#### Brontekst
********
4.2.Bewezenverklaring
In bijlage II heeft de rechtbank de inhoud van wettige bewijsmiddelen opgenomen, houdende voor de bewezenverklaring redengevende feiten en omstandigheden. Op grond daarvan en op grond van de redengevende inhoud van het voorgaande, is wettig en overtuigend bewezen dat de verdachte het ten laste gelegde heeft begaan op die wijze dat:
1.
hij,
in de periode van 11 juli 2019 tot en met 12 juli 2019 te
Hoek van Holland, gemeente Rotterdam, althans in Nederland, en België,
tezamen en in vereniging met een of meer anderen,
anderen, te weten 5, personen met de Chinese en Albanese nationaliteit,
- behulpzaam is geweest bij het zich verschaffen van toegang tot of doorreis
door Nederland en een andere lidstaat van de Europese Unie, te weten
België en Groot-Brittannië en genoemde personen daartoe gelegenheid
enmiddelen heeft verschaft en
- uit winstbejag behulpzaam is geweest bij het zich verschaffen van verblijf
in Nederland en een andere lidstaat van de Europese Unie, te weten België
en Groot-Brittannië door
- bovengenoemde personen in een (afgesloten) kist in de laadruimte van een
voertuig (met kenteken [kentekennummer] ) (achter/tussen de lading autobanden) te
vervoeren door België en Nederland richting Hoek van Holland om
vervolgens de boot naar Groot-Brittanië te nemen, en
- een ticket aan te schaffen voor de ferry (Stena Line) van Hoek van Holland
naar Groot-Brittannië,
en (aldus) de doorreis en het transport en toegang door/naar en het
verblijf in Nederland en België en Groot-Brittannië gefaciliteerd,
terwijl hij, verdachte, en zijn mededader(s), wist(en) of ernstige redenen
had(den) te vermoeden dat die toegang of die doorreis of dat verblijf
wederrechtelijk was.
********
#### Verzamelde gegevens
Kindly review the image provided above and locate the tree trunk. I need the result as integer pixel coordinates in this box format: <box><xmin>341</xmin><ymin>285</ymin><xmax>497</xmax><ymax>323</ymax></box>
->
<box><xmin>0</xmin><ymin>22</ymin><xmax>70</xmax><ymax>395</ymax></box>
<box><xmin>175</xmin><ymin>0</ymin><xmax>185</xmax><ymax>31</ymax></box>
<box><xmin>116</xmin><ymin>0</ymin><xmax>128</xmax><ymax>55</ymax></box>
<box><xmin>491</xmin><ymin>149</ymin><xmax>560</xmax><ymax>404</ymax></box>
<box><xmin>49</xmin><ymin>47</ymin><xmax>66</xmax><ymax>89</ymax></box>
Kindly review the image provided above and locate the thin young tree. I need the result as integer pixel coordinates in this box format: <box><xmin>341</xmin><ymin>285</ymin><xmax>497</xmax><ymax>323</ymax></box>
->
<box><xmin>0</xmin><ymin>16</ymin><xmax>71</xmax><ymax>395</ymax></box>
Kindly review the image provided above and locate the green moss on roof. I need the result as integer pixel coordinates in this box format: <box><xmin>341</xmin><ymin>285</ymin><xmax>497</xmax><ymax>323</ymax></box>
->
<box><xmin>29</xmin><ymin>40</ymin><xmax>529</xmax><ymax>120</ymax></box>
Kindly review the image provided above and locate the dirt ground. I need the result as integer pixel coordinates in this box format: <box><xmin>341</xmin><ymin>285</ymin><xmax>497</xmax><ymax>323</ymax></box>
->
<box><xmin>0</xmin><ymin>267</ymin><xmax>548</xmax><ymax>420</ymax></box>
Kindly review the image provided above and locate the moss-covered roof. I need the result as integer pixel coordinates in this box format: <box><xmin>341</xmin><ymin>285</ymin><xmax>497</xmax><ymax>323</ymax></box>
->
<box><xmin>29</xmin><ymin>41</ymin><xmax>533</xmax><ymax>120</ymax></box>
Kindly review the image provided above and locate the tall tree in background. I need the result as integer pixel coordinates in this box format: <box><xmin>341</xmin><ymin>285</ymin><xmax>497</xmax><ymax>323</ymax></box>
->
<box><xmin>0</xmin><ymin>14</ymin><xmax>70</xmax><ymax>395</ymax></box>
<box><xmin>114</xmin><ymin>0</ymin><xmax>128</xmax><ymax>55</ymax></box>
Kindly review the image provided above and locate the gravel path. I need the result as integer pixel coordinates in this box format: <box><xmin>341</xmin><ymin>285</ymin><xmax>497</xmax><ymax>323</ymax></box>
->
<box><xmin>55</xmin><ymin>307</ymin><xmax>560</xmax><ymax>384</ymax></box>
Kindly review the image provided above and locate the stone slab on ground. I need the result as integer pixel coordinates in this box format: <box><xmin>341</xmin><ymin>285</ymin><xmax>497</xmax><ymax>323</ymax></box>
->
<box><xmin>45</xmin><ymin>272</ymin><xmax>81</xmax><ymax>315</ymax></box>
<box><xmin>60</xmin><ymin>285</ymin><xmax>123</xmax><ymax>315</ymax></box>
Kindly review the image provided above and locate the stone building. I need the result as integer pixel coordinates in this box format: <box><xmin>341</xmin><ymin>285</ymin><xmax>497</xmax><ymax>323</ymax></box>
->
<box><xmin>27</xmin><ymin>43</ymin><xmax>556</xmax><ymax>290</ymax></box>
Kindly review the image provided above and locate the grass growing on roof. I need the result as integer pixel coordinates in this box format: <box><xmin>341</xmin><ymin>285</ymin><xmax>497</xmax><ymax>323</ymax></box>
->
********
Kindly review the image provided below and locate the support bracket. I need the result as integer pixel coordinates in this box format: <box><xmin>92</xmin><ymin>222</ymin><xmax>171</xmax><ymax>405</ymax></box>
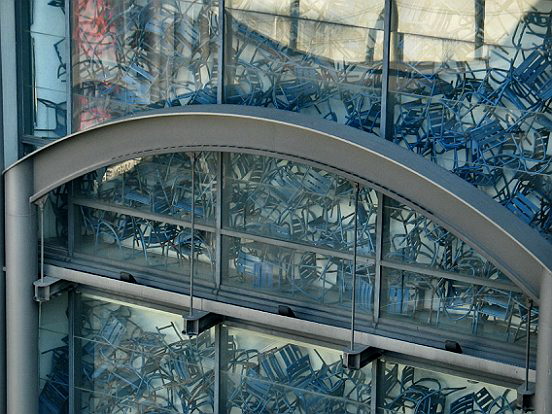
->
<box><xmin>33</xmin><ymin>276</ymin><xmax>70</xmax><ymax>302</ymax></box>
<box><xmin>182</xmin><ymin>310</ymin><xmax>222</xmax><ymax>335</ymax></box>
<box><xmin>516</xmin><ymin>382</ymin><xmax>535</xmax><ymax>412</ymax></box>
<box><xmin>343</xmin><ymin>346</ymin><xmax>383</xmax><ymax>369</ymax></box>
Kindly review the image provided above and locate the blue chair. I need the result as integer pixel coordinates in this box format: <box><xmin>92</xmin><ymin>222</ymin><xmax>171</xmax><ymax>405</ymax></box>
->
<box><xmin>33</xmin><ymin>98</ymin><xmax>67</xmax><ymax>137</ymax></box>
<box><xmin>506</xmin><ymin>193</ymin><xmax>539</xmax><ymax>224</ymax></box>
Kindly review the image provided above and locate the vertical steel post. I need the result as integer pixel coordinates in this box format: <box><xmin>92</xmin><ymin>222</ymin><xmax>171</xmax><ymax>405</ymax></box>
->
********
#### Opdracht
Schrijf de tekst over de bewezenverklaring in zijn geheel en woord voor woord over. De items spelen hierbij geen rol.

#### Uitwerking
4.2.Bewezenverklaring
In bijlage II heeft de rechtbank de inhoud van wettige bewijsmiddelen opgenomen, houdende voor de bewezenverklaring redengevende feiten en omstandigheden. Op grond daarvan en op grond van de redengevende inhoud van het voorgaande, is wettig en overtuigend bewezen dat de verdachte het ten laste gelegde heeft begaan op die wijze dat:
1.
hij,
in de periode van 11 juli 2019 tot en met 12 juli 2019 te
Hoek van Holland, gemeente Rotterdam, althans in Nederland, en België,
tezamen en in vereniging met een of meer anderen,
anderen, te weten 5, personen met de Chinese en Albanese nationaliteit,
- behulpzaam is geweest bij het zich verschaffen van toegang tot of doorreis
door Nederland en een andere lidstaat van de Europese Unie, te weten
België en Groot-Brittannië en genoemde personen daartoe gelegenheid
enmiddelen heeft verschaft en
- uit winstbejag behulpzaam is geweest bij het zich verschaffen van verblijf
in Nederland en een andere lidstaat van de Europese Unie, te weten België
en Groot-Brittannië door
- bovengenoemde personen in een (afgesloten) kist in de laadruimte van een
voertuig (met kenteken [kentekennummer] ) (achter/tussen de lading autobanden) te
vervoeren door België en Nederland richting Hoek van Holland om
vervolgens de boot naar Groot-Brittanië te nemen, en
- een ticket aan te schaffen voor de ferry (Stena Line) van Hoek van Holland
naar Groot-Brittannië,
en (aldus) de doorreis en het transport en toegang door/naar en het
verblijf in Nederland en België en Groot-Brittannië gefaciliteerd,
terwijl hij, verdachte, en zijn mededader(s), wist(en) of ernstige redenen
had(den) te vermoeden dat die toegang of die doorreis of dat verblijf
wederrechtelijk was.